### Texto citado
★ ★ ★ ★

A presença de personagens LGBTQIAP+ nas novelas brasileiras tem crescido nos últimos anos, mas ainda há um longo caminho a ser percorrido em termos de representatividade autêntica e livre de estereótipos. Analisando três casais que marcaram as novelas brasileiras – Marcela e Marina (Amor e Revolução), Félix e Nico (Amor à Vida) e Crô e Baldo (Fina Estampa) – podemos observar avanços e desafios na forma como a diversidade é retratada na teledramaturgia nacional.
Marcela (Luciana Vendramini) e Mariana (Gisele Tigre), em “Amor e Revolução”, de Tiago Santiago, marcaram a história por protagonizarem o primeiro beijo lésbico em uma novela brasileira do horário nobre. Apesar do pioneirismo, a relação era envolta em preconceito e dramas familiares, perpetuando a ideia da homossexualidade como algo trágico. A cena foi exibida em maio de 2011 pelo SBT e provocou tanta polêmica que a emissora, pouco depois, determinou ao autor que não mostrasse mais nada semelhante na novela.

★ ★ ★ ★

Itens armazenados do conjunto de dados

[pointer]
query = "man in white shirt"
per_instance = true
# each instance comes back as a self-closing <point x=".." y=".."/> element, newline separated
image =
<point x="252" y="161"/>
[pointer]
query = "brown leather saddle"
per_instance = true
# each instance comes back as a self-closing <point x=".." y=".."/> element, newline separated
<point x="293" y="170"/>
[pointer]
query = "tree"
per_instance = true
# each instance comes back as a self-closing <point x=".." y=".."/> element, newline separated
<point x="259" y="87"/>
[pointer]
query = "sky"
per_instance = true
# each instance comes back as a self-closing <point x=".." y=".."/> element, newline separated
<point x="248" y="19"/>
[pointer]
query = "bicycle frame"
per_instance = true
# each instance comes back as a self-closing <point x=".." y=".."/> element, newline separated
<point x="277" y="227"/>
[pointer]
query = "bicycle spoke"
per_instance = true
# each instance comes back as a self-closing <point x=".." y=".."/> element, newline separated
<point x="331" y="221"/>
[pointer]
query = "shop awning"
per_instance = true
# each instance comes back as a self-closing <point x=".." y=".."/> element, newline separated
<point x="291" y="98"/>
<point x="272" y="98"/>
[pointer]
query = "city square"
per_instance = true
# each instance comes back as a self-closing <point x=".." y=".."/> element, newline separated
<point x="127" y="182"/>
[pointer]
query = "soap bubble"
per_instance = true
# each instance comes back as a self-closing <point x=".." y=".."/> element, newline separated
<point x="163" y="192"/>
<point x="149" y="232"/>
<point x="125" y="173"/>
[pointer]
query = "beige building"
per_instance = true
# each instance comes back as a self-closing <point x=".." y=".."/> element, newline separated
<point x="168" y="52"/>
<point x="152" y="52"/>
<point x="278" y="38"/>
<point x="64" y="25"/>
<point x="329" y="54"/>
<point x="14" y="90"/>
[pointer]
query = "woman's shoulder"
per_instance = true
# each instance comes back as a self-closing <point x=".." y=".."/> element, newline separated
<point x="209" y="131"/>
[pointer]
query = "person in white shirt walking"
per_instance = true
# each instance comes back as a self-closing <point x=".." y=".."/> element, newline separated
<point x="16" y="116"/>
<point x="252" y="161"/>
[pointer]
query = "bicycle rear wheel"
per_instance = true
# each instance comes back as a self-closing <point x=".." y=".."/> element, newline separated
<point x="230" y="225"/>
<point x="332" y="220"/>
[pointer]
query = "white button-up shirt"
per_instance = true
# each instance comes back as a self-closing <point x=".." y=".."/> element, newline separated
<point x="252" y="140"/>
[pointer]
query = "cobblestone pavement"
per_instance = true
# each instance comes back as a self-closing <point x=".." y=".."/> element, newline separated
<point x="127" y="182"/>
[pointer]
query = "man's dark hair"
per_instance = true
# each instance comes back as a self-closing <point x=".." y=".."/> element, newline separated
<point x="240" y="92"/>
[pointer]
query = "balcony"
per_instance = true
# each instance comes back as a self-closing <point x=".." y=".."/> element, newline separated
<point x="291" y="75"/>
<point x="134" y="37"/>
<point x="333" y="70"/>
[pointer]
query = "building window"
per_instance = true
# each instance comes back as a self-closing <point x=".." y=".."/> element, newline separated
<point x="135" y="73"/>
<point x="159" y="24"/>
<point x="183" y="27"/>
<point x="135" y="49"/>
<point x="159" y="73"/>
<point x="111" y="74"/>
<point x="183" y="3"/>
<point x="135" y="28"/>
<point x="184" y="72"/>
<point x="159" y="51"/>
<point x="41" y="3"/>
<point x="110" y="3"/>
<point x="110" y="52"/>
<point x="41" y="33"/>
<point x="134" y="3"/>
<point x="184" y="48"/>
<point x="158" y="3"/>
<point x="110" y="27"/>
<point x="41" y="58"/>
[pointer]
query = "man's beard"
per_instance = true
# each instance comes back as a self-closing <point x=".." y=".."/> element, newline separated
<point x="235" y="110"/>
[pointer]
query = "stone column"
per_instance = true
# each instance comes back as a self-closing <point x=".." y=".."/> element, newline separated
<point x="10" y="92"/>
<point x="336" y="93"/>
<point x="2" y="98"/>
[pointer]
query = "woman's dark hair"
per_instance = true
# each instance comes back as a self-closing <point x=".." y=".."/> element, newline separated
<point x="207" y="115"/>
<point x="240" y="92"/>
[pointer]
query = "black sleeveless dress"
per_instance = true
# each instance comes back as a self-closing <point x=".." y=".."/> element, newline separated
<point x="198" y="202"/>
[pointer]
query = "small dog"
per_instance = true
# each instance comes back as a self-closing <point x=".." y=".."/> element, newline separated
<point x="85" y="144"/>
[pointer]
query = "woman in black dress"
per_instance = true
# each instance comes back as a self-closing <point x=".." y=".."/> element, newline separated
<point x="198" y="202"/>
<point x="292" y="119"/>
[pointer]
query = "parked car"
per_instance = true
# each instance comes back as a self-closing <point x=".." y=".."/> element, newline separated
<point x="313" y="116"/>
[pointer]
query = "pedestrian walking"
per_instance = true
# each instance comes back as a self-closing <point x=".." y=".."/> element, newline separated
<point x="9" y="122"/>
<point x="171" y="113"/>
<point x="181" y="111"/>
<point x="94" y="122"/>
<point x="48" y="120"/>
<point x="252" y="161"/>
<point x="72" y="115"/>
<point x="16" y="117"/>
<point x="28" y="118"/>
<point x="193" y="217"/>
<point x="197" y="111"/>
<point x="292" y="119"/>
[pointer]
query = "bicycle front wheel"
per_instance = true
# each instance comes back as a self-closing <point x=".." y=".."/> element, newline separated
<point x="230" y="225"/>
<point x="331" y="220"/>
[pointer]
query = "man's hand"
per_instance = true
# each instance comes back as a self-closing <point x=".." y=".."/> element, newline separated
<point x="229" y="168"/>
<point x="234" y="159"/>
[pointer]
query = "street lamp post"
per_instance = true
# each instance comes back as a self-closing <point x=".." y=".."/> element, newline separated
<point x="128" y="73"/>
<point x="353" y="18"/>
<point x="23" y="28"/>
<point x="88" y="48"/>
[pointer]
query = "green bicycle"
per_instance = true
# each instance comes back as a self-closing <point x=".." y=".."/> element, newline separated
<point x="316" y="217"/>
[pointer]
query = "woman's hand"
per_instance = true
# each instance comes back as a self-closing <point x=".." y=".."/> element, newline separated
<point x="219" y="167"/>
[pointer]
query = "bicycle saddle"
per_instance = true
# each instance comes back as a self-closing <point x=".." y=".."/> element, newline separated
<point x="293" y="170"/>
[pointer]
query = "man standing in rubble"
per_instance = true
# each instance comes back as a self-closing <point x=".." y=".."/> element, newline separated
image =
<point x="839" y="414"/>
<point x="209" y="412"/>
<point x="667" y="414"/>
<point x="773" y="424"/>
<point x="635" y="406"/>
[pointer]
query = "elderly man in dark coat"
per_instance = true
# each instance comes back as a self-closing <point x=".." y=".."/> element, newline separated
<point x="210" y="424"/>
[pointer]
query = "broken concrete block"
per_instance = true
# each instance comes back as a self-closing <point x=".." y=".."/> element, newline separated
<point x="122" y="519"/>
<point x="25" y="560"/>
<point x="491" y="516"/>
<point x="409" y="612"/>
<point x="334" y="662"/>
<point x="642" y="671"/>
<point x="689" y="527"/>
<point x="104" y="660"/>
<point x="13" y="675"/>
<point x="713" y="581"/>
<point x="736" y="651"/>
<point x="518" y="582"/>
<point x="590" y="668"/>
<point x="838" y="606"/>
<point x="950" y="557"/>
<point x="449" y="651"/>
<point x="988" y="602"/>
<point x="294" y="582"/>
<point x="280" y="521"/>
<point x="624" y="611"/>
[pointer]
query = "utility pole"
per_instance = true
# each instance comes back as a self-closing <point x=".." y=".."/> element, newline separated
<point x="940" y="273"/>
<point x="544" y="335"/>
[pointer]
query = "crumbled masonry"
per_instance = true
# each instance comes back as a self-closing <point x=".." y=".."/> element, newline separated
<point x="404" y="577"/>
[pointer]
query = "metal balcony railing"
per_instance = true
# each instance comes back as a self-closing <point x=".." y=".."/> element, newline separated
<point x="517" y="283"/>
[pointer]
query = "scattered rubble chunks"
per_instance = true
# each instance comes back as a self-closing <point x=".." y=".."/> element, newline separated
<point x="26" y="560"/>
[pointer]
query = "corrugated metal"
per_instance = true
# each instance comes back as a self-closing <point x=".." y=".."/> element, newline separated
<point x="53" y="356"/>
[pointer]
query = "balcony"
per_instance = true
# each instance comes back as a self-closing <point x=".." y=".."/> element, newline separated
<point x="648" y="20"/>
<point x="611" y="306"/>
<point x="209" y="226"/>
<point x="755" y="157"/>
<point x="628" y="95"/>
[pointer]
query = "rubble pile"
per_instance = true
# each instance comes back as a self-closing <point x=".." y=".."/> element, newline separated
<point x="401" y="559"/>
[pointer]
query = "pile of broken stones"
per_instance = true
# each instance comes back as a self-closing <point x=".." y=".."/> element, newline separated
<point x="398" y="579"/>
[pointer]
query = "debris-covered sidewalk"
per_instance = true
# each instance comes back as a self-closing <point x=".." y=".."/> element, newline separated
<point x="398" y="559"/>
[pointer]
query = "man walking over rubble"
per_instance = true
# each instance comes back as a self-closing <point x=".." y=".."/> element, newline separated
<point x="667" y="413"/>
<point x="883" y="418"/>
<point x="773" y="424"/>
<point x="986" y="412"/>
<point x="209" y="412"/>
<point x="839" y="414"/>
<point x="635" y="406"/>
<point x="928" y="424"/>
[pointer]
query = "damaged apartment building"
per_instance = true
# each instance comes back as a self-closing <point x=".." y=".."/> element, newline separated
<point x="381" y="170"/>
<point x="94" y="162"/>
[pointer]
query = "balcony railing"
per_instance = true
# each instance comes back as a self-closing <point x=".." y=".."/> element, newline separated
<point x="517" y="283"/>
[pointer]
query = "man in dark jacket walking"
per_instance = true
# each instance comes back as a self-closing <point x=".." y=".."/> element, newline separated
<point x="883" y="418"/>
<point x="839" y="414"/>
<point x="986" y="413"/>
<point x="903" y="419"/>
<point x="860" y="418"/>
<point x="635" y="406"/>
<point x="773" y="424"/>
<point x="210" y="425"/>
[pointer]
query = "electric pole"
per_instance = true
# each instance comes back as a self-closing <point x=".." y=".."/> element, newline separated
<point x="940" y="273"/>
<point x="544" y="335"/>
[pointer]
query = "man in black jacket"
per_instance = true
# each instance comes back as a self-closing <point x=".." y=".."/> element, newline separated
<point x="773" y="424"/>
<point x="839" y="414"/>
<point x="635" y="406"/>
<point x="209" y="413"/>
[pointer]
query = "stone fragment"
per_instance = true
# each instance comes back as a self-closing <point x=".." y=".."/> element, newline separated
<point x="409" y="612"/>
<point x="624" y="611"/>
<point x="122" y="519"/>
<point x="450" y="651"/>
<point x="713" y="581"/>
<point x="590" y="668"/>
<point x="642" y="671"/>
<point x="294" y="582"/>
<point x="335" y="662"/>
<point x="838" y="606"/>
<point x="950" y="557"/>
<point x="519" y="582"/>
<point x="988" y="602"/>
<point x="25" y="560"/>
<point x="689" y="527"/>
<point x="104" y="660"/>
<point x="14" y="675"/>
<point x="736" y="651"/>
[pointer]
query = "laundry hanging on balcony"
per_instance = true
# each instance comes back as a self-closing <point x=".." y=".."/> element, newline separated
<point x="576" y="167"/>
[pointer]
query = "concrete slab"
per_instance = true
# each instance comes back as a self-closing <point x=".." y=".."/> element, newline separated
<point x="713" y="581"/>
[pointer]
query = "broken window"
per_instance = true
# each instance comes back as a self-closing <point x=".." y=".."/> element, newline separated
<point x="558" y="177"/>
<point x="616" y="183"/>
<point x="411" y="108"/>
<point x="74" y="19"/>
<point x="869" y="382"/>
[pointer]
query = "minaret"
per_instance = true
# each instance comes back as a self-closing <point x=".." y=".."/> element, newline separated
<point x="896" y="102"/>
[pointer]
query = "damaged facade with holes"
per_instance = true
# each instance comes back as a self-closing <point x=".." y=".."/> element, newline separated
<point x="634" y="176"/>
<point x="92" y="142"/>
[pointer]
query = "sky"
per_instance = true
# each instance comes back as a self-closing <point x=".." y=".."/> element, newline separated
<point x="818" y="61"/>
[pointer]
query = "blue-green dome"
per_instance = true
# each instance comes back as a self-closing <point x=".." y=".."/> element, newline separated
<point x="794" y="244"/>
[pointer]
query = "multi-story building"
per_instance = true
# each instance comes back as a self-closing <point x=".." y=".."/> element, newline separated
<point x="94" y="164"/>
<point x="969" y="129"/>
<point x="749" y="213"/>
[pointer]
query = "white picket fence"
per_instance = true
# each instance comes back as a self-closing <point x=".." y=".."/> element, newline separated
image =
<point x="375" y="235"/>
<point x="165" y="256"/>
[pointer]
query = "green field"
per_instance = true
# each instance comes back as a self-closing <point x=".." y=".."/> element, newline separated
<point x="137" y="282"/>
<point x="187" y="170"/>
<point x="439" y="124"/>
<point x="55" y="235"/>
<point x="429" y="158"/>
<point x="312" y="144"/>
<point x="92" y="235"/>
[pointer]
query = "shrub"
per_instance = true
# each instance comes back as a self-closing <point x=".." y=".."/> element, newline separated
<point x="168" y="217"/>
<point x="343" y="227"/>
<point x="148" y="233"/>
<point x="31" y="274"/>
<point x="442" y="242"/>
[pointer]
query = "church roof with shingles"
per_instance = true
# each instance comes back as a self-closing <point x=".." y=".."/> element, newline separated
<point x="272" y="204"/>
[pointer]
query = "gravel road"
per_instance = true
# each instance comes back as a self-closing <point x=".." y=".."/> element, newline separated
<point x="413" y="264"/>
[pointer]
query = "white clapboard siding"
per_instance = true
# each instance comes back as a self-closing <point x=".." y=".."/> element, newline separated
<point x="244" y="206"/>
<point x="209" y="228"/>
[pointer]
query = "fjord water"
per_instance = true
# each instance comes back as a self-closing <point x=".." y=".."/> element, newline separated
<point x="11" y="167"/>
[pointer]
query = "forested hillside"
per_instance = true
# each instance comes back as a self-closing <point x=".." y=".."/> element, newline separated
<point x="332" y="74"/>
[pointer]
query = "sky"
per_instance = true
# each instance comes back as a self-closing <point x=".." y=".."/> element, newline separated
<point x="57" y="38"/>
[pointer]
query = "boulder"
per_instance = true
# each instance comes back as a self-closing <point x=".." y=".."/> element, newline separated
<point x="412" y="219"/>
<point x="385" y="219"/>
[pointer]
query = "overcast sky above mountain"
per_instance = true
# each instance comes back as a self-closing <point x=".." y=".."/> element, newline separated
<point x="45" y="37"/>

★ ★ ★ ★

### Tarefas a cumprir
A – Segundo o texto sobre novelas, em que mês e ano o SBT exibiu a cena do primeiro beijo lésbico?
B – Retorne sem alterações o trecho do texto sobre novelas que começa nas palavras “A presença de” e para logo após “na teledramaturgia nacional.”.
Use somente o texto sobre novelas como fonte.

### Respostas das tarefas
A – Em maio de 2011.

B –
A presença de personagens LGBTQIAP+ nas novelas brasileiras tem crescido nos últimos anos, mas ainda há um longo caminho a ser percorrido em termos de representatividade autêntica e livre de estereótipos. Analisando três casais que marcaram as novelas brasileiras – Marcela e Marina (Amor e Revolução), Félix e Nico (Amor à Vida) e Crô e Baldo (Fina Estampa) – podemos observar avanços e desafios na forma como a diversidade é retratada na teledramaturgia nacional.